• [INFORMATION SHOWN]
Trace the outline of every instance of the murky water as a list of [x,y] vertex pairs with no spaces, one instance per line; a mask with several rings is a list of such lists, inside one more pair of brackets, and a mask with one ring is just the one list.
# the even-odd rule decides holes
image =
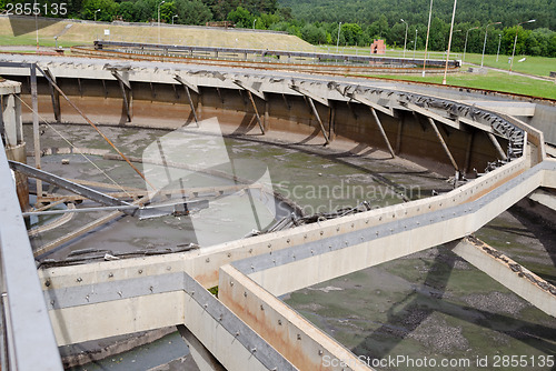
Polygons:
[[[57,126],[56,129],[77,147],[108,149],[87,127]],[[122,128],[106,128],[105,132],[122,152],[139,158],[145,158],[149,146],[151,149],[163,147],[157,143],[166,143],[162,138],[168,134],[166,131]],[[172,141],[168,143],[172,148],[192,154],[172,158],[162,150],[150,152],[151,158],[161,159],[163,152],[168,154],[167,160],[171,160],[169,162],[177,161],[182,166],[191,164],[191,159],[209,159],[202,171],[138,163],[155,183],[165,183],[166,190],[230,187],[237,184],[237,179],[232,179],[236,176],[247,183],[270,186],[310,214],[355,207],[363,201],[384,207],[403,202],[403,198],[418,199],[428,197],[433,190],[450,189],[445,179],[428,171],[345,152],[330,151],[322,157],[296,146],[272,146],[255,140],[225,138],[220,141],[211,137],[202,141],[189,138],[188,142],[170,139]],[[44,147],[68,147],[51,129],[47,129],[42,142]],[[61,166],[62,158],[69,159],[70,166]],[[67,178],[110,183],[108,174],[120,186],[149,189],[125,162],[89,158],[102,171],[79,154],[44,157],[43,169]],[[90,205],[90,202],[82,205],[86,204]],[[254,200],[252,194],[246,192],[212,197],[210,204],[210,209],[187,218],[119,218],[44,258],[64,259],[71,251],[99,247],[109,247],[116,254],[175,249],[178,244],[199,241],[202,241],[202,248],[241,238],[252,229],[264,229],[265,224],[284,214],[277,212],[279,202],[274,203],[272,209],[268,200],[258,197]],[[32,242],[41,245],[107,212],[76,214],[63,227],[46,232]],[[252,215],[262,218],[257,221]],[[517,217],[513,212],[505,213],[477,235],[553,280],[556,277],[554,227],[535,229],[535,223],[527,220],[523,213]],[[439,368],[444,370],[484,370],[493,369],[497,355],[528,355],[538,361],[542,357],[556,354],[555,320],[457,258],[450,247],[429,249],[299,290],[287,295],[286,302],[369,362],[397,357],[418,361],[427,357],[437,362],[470,362],[468,367],[460,363]],[[121,362],[113,358],[117,361],[109,359],[82,370],[146,369],[151,367],[151,359],[162,362],[162,359],[176,355],[172,349],[162,345],[143,349],[123,354]],[[489,368],[478,365],[485,358]],[[411,370],[415,367],[406,363],[378,369]],[[538,367],[537,362],[535,369],[550,368]]]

• [WHAT THE TASK REQUIRES]
Copy out every line in the rows above that contains the word "list".

• [EXERCISE RESPONSE]
Trace the outline of every instance of the murky water as a list of [x,y] vertex pairs with no spaces, one instance per line; a mask with several rings is a list of such lists, inside one more pair of brackets, and a mask with one ring is just the one list.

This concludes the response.